Thursday, April 24

Not just X, Y

For all these years we have known that the child's sex is determined by the X, Y chromosomes. But now a new report suggests that dietary habits may have something to do with it too. While this may help explain demographics in some countries, I fear it could be misused.

We all know those anti-sex determination or anti-female infanticide ads on Doordarshan. The doctor would always show the couple a chart and explain how the father is responsible for the female child and not the woman. The intention being to stop people blaming and harassing the daughter-in-law for having daughters. However, we know that not everyone gets the message and women continue to suffer for having girls. And in spite of sex-determination laws female fetus abortions continue.

Though the new study may need more scrutiny before it becomes a 'fact', the sheer mention of it should be enough for such people to blame the woman again. Of course another extreme could be that people modify diets in the hope to have a girl child. But I do hope that the study helps to increase awareness about eating habits, and study demographic patterns rather than to serve the interests of anti-girl-child monsters.

Thursday, April 10

Overemphasizing intent

Here is James Acton* talking at the New America Foundation on Iran's nuclear intentions and the IAEA.



It is a long talk but he makes some very interesting, and to some extent obvious points that a lot of debate on Iran has overlooked. Acton begins of by explaining how the purpose and legal obligation of the IAEA is not to analyze the 'intent' of a violating country. However, the IAEA reports on Iran tend to be looked at with a view to finding an answer to the question of Iran's intention behind violating the safeguards.

With the larger non-proliferation regime enforcement view he says that we are sending out a wrong message to future violators by harping upon the motive factor. The violating state should be punished for 'what' it has done and not 'why' it did so. Irrespective of good or bad intent the violator should be punished. By concentrating on the motive the signal being sent out is that if you violate with good intent, you can be excused. The deterrence value is diminished in the process. I think this is an important aspect to be considered given that it is almost impossible to prove 'intent' with 100 percent confidence or even beyond reasonable doubt.
§
== PROBLEMS AND TASKS ==
a: Repeat the portion of the blog posts running from "We all know" to "fetus abortions continue.", word for word.
b: Scale the entries from the line with "TARGET: efe logo" through the end of the entries. Reproduce every line, requests included, but multiply each coordinate in the answers by 1.05 and round to whole numbers, with halves rounding up. Leave the pictures out.

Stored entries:
§
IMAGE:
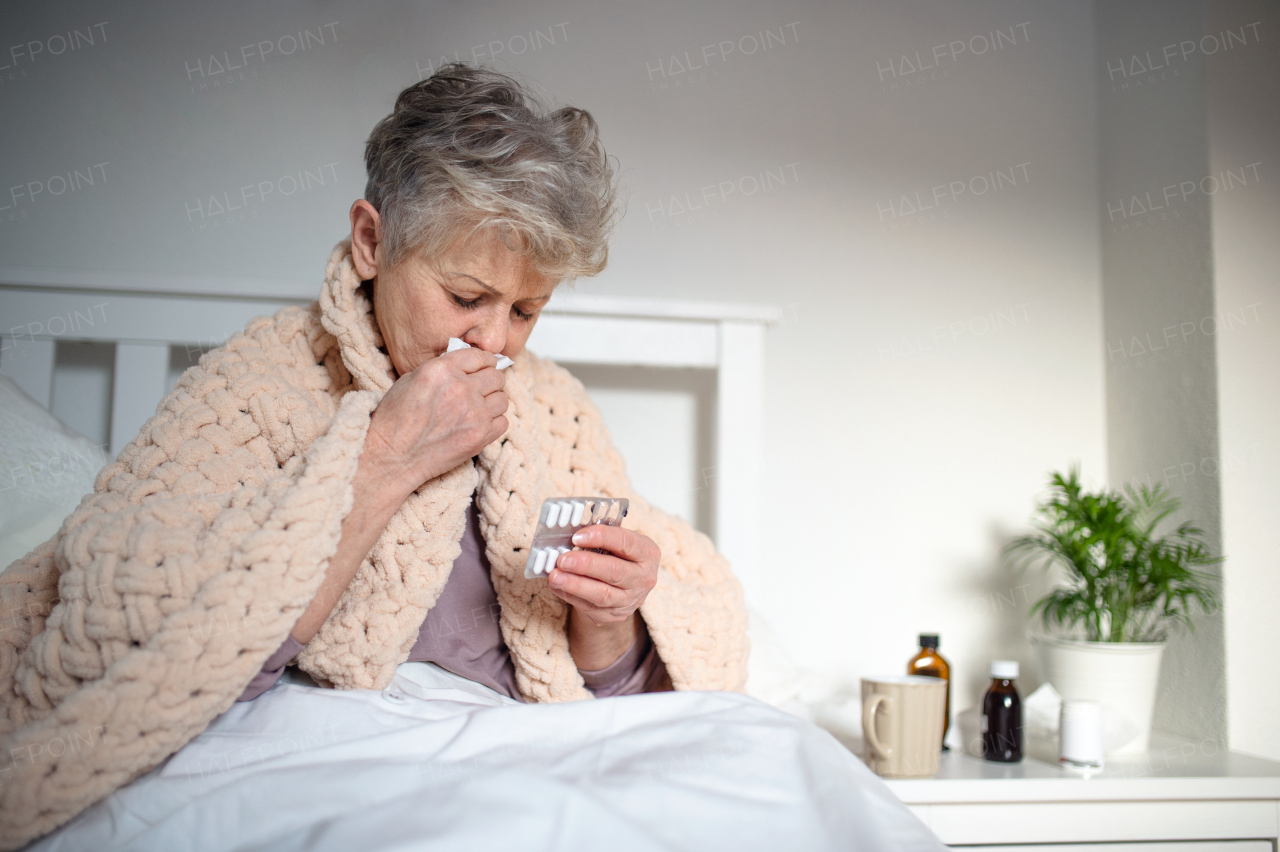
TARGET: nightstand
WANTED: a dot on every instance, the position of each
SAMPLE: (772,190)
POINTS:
(1180,796)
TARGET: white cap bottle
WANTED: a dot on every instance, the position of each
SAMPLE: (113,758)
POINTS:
(1004,669)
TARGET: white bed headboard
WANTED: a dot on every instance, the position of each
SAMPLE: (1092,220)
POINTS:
(145,324)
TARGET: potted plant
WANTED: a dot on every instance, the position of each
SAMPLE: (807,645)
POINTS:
(1127,589)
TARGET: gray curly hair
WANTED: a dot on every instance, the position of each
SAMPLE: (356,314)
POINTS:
(469,150)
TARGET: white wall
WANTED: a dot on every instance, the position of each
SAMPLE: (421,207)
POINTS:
(1244,128)
(935,362)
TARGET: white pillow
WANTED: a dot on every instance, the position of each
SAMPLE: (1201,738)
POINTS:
(45,470)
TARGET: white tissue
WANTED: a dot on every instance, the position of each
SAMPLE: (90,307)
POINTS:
(456,343)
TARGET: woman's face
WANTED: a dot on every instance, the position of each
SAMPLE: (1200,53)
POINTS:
(480,292)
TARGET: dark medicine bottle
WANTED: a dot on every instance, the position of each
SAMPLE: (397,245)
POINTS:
(929,663)
(1002,715)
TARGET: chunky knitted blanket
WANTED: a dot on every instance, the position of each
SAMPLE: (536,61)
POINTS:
(167,590)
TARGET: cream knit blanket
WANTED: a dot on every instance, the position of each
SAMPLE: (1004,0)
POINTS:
(165,591)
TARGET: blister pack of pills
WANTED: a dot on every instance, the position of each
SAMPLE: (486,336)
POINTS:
(560,520)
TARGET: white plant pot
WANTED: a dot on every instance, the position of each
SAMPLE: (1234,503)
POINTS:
(1119,674)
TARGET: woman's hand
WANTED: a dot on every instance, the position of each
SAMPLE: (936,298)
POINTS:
(438,416)
(604,590)
(430,421)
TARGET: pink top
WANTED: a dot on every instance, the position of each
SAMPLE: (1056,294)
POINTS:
(461,633)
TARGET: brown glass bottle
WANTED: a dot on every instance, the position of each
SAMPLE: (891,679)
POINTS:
(929,663)
(1002,715)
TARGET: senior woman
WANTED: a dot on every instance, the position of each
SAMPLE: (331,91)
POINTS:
(332,486)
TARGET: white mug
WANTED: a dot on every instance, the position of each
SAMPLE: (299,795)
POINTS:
(903,724)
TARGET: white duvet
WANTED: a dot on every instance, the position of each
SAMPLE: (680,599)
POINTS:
(437,761)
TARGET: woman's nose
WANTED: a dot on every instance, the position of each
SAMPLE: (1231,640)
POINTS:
(489,335)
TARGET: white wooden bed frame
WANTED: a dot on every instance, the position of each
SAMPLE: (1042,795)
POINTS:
(145,317)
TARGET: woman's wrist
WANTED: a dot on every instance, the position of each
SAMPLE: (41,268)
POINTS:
(598,646)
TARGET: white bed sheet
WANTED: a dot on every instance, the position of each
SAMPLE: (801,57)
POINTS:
(437,761)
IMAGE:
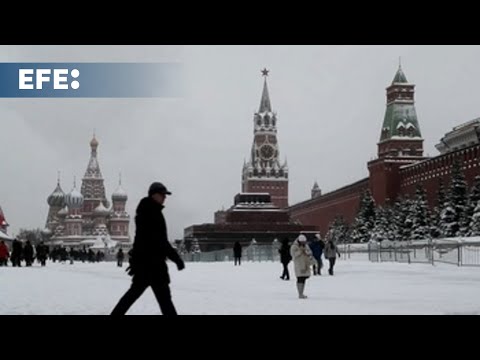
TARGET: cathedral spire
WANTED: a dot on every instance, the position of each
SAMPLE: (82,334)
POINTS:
(400,133)
(93,169)
(265,105)
(400,77)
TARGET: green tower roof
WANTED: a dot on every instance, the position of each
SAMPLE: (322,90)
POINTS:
(400,77)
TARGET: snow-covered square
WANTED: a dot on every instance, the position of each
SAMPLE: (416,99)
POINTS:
(358,287)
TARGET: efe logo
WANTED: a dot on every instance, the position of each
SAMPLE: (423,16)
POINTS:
(33,79)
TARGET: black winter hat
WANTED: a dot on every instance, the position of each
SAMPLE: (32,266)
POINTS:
(158,188)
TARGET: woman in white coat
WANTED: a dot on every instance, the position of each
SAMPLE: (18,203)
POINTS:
(302,260)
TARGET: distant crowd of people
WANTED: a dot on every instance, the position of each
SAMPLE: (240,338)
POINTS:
(26,253)
(306,256)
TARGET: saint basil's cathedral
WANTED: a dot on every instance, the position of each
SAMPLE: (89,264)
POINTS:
(82,218)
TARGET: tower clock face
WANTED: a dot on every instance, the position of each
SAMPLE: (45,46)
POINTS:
(267,152)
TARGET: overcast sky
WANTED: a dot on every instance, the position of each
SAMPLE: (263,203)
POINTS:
(330,102)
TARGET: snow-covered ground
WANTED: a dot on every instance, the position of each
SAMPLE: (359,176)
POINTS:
(358,287)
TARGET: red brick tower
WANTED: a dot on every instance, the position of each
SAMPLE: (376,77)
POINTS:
(401,141)
(264,173)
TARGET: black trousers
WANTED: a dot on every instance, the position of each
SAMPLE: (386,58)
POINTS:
(160,288)
(285,274)
(332,264)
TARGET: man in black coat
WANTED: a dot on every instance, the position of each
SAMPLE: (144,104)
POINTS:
(151,249)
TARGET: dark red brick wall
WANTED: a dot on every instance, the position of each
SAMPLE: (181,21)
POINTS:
(322,211)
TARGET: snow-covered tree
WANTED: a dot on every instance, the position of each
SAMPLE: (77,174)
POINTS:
(473,199)
(457,199)
(475,224)
(338,230)
(420,215)
(380,231)
(365,220)
(435,217)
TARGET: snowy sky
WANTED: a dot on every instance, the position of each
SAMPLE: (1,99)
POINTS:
(330,102)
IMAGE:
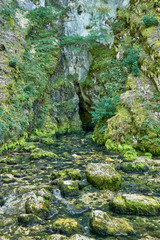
§
== ANSWERS TO THE PROBLEMS ==
a:
We all know those anti-sex determination or anti-female infanticide ads on Doordarshan. The doctor would always show the couple a chart and explain how the father is responsible for the female child and not the woman. The intention being to stop people blaming and harassing the daughter-in-law for having daughters. However, we know that not everyone gets the message and women continue to suffer for having girls. And in spite of sex-determination laws female fetus abortions continue.

b:
TARGET: efe logo
WANTED: a dot on every instance, the position of each
SAMPLE: (423,16)
POINTS:
(35,83)
TARGET: black winter hat
WANTED: a dot on every instance, the position of each
SAMPLE: (32,266)
POINTS:
(166,197)
TARGET: woman in white coat
WANTED: a dot on every instance, the position of each
SAMPLE: (18,203)
POINTS:
(317,273)
TARGET: distant crowd of people
WANTED: a dot on every instance, the position of each
SAMPLE: (240,338)
POINTS:
(27,266)
(321,269)
TARGET: saint basil's cathedral
WANTED: a dot on every instance, the position of each
SAMPLE: (89,264)
POINTS:
(86,229)
TARGET: tower clock face
WANTED: a dot on every instance, the position of each
SAMPLE: (45,46)
POINTS:
(280,160)
TARGET: overcast sky
WANTED: a dot on every instance, the position of each
SAMPLE: (263,203)
POINTS:
(347,107)
TARGET: snow-covered ground
WANTED: a dot on every instance, the position of each
SAMPLE: (359,176)
POINTS:
(376,301)
TARGET: red brick tower
WANTED: a dot on every instance, the position of each
SAMPLE: (376,77)
POINTS:
(421,148)
(277,182)
TARGET: black trousers
WANTED: a dot on every instance, the position of each
SAMPLE: (386,58)
POINTS:
(168,302)
(299,288)
(349,277)
TARGET: man in black coat
WANTED: a dot on every instance, the position of each
SAMPLE: (144,104)
POINTS:
(159,261)
TARGET: dark red brick wall
WANTED: a dot on every instance, the position of each
SAMPLE: (181,21)
POINTS:
(338,222)
TARGET: snow-covered tree
WANTED: a dot on every instance, the position of each
SAMPLE: (77,174)
POINTS:
(497,209)
(480,209)
(499,235)
(355,242)
(441,226)
(399,243)
(383,231)
(457,228)
TARGET: snowy sky
WANTED: a dot on every instance, the position of each
SAMPLE: (1,99)
POINTS:
(347,107)
IMAGE:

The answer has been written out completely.